[Instructions for the task]:
What is the number of lines in these entries that contain "then"? State it alone.

[Material for this exercise]:
<<<<

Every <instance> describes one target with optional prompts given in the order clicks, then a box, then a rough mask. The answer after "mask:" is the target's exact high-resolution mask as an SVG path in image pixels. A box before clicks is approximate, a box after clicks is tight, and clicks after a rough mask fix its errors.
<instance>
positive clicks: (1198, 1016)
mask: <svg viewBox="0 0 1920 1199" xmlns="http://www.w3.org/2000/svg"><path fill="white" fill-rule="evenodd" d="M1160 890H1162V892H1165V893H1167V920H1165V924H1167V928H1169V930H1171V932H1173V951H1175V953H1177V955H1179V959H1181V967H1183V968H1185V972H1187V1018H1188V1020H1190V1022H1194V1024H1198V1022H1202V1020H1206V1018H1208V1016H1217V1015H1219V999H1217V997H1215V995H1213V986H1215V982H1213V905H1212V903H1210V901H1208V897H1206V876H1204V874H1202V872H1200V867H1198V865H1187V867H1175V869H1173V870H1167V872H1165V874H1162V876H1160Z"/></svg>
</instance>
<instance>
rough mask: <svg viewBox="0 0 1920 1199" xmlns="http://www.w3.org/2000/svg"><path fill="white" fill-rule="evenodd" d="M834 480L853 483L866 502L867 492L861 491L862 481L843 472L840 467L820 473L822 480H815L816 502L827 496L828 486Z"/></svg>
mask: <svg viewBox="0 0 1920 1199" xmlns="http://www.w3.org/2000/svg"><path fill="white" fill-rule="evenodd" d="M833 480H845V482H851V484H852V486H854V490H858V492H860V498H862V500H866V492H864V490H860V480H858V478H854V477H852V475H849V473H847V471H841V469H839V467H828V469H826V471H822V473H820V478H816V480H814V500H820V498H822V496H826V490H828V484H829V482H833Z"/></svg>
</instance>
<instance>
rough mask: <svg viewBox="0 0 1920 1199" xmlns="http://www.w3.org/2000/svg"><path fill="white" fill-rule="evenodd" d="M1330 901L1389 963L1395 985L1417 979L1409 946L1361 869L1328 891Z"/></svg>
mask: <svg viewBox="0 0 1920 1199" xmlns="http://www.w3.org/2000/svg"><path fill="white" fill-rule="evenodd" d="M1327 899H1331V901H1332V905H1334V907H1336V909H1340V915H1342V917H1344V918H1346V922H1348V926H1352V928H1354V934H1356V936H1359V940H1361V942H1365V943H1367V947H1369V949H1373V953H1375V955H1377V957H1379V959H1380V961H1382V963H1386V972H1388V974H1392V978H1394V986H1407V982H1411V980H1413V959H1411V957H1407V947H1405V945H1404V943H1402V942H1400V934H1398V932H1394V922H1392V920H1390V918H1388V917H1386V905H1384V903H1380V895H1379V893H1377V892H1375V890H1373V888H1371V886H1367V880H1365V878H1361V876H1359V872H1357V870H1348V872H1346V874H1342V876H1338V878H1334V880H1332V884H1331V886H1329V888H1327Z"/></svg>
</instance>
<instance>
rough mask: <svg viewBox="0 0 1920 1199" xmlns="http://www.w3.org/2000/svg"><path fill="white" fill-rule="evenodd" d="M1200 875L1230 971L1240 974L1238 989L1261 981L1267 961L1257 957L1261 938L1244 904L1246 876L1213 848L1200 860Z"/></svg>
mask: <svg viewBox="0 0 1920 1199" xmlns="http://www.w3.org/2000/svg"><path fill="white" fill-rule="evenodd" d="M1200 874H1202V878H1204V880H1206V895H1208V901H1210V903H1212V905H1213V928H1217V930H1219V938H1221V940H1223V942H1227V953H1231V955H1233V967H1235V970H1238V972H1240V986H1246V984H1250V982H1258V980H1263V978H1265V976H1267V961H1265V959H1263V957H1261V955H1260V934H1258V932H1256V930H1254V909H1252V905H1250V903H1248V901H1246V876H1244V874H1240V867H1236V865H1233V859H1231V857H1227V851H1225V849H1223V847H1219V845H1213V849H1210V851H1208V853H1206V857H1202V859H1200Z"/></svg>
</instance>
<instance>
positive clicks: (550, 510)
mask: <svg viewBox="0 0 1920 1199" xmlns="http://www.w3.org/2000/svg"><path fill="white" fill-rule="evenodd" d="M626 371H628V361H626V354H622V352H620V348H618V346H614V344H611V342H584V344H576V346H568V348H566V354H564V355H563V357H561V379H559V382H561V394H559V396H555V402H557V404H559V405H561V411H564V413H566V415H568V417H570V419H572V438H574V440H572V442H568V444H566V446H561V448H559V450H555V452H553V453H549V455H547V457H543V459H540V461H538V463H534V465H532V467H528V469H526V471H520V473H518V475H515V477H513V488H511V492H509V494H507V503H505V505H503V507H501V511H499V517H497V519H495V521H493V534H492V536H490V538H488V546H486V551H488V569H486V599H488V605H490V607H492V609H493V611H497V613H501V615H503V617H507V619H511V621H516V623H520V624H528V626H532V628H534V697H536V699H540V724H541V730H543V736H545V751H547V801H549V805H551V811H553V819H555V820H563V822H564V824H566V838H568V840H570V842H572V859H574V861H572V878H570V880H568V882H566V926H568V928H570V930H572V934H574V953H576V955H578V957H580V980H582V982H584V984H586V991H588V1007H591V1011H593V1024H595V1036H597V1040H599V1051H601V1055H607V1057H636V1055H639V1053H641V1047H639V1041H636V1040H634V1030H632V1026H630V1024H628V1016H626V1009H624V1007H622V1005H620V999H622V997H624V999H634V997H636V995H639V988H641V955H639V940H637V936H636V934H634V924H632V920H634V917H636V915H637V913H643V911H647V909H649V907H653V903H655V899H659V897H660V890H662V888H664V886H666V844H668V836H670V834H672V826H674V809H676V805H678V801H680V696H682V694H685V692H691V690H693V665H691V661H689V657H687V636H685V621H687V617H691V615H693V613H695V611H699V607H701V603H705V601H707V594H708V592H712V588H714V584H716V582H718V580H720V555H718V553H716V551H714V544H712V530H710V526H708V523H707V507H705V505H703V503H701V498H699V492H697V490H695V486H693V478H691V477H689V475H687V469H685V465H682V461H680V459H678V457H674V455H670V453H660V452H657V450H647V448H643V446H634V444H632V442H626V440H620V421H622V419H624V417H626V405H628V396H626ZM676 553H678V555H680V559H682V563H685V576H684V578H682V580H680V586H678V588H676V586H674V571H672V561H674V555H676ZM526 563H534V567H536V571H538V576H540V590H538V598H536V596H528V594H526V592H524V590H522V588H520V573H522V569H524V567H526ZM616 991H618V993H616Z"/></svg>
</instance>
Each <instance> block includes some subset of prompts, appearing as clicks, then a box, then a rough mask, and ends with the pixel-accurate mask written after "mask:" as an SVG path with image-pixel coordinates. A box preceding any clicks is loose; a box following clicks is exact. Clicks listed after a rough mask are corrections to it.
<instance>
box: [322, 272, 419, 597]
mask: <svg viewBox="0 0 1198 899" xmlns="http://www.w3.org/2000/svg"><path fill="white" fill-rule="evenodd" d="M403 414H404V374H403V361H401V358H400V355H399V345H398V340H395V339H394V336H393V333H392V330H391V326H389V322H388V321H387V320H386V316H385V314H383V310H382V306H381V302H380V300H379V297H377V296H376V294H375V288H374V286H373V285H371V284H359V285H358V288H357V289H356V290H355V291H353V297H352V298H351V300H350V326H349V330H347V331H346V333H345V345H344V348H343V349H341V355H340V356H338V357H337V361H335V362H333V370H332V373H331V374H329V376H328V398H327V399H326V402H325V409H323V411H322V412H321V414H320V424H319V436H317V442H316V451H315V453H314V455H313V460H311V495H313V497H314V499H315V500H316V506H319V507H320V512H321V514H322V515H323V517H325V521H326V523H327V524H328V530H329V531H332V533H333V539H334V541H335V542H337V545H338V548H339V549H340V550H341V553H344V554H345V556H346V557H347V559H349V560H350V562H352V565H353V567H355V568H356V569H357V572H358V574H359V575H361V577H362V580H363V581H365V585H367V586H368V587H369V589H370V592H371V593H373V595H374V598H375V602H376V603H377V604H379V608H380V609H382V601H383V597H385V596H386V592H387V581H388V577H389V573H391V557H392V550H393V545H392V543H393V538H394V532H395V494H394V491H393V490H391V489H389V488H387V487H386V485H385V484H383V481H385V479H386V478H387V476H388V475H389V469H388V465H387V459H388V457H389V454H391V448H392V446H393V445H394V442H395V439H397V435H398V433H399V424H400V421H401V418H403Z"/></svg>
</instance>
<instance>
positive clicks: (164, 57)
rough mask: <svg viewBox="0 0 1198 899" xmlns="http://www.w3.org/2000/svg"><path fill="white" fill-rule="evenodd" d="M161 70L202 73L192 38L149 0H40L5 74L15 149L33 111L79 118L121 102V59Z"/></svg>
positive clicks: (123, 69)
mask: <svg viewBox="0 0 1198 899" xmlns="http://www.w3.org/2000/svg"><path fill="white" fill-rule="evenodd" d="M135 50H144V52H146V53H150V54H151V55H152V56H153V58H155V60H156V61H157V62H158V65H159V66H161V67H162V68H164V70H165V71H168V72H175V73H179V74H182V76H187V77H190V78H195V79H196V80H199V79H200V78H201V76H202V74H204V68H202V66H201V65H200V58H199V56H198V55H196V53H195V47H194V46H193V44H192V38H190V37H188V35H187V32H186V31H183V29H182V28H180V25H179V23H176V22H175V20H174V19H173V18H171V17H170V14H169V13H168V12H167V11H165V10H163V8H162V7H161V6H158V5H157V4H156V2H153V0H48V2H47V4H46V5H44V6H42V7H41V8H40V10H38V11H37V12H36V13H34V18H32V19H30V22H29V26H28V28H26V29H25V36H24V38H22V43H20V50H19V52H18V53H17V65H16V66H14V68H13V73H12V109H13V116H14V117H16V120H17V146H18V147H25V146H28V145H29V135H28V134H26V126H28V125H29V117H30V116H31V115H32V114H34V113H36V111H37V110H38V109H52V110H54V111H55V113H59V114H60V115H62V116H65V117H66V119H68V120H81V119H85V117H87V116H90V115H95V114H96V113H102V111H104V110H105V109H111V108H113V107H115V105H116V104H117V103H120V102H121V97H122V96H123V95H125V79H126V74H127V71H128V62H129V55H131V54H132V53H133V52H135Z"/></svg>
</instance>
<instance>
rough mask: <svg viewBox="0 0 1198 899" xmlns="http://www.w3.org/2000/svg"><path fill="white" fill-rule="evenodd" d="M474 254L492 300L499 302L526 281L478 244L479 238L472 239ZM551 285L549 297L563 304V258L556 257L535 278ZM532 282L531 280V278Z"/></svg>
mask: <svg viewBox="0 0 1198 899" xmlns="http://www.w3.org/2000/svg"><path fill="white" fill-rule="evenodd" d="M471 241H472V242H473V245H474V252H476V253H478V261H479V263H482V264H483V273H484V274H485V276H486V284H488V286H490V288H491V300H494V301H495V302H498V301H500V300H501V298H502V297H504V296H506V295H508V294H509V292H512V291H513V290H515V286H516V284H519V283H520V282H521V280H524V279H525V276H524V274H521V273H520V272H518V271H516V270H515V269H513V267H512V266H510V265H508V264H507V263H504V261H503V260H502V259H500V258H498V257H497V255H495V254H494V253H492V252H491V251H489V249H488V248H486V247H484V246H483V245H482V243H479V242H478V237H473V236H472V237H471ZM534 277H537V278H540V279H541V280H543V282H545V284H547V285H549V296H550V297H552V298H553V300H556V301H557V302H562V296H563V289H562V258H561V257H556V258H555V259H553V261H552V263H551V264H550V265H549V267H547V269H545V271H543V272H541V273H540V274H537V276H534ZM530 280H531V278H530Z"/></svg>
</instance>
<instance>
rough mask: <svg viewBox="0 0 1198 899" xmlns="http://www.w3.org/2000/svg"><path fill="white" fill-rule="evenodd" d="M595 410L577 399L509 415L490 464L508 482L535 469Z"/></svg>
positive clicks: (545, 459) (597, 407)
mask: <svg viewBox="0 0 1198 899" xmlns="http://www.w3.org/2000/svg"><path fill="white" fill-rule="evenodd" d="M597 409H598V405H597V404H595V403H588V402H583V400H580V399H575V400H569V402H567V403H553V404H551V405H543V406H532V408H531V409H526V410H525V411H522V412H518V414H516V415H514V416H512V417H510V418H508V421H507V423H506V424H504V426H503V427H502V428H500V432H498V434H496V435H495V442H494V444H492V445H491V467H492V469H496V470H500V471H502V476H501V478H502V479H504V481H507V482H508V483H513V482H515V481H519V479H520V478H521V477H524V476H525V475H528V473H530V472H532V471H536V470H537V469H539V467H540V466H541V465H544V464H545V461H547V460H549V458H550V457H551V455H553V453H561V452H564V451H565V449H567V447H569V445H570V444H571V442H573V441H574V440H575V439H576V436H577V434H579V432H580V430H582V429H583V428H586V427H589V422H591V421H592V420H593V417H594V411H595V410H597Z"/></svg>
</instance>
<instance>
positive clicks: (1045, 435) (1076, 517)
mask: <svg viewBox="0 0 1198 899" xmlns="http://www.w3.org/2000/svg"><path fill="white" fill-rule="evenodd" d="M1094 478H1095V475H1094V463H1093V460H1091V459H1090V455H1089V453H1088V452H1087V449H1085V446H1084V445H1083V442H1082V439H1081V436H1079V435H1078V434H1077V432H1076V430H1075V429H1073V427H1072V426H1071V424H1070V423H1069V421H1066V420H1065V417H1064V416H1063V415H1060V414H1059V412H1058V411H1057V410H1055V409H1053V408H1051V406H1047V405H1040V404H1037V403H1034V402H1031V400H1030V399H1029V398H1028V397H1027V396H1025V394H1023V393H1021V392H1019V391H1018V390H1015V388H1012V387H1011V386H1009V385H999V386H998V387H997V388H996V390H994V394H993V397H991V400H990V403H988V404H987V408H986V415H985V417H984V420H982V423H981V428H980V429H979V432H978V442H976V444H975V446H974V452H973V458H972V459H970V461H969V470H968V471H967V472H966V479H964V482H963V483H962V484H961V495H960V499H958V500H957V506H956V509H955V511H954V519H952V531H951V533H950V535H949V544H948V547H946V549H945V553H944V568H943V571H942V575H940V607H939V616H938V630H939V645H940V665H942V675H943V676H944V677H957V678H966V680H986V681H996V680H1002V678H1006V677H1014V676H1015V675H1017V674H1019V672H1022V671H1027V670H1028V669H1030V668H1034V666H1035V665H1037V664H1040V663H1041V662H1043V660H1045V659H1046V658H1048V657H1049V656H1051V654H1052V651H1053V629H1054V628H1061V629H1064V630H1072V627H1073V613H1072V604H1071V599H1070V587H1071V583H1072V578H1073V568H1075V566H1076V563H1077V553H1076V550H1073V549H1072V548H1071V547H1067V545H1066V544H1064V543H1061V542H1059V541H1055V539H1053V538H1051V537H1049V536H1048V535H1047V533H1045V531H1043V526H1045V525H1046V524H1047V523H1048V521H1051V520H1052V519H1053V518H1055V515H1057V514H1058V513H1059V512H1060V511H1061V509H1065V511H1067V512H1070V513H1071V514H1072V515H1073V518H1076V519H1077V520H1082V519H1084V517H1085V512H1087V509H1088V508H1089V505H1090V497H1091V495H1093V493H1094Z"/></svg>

>>>>

[Reply to the task]:
2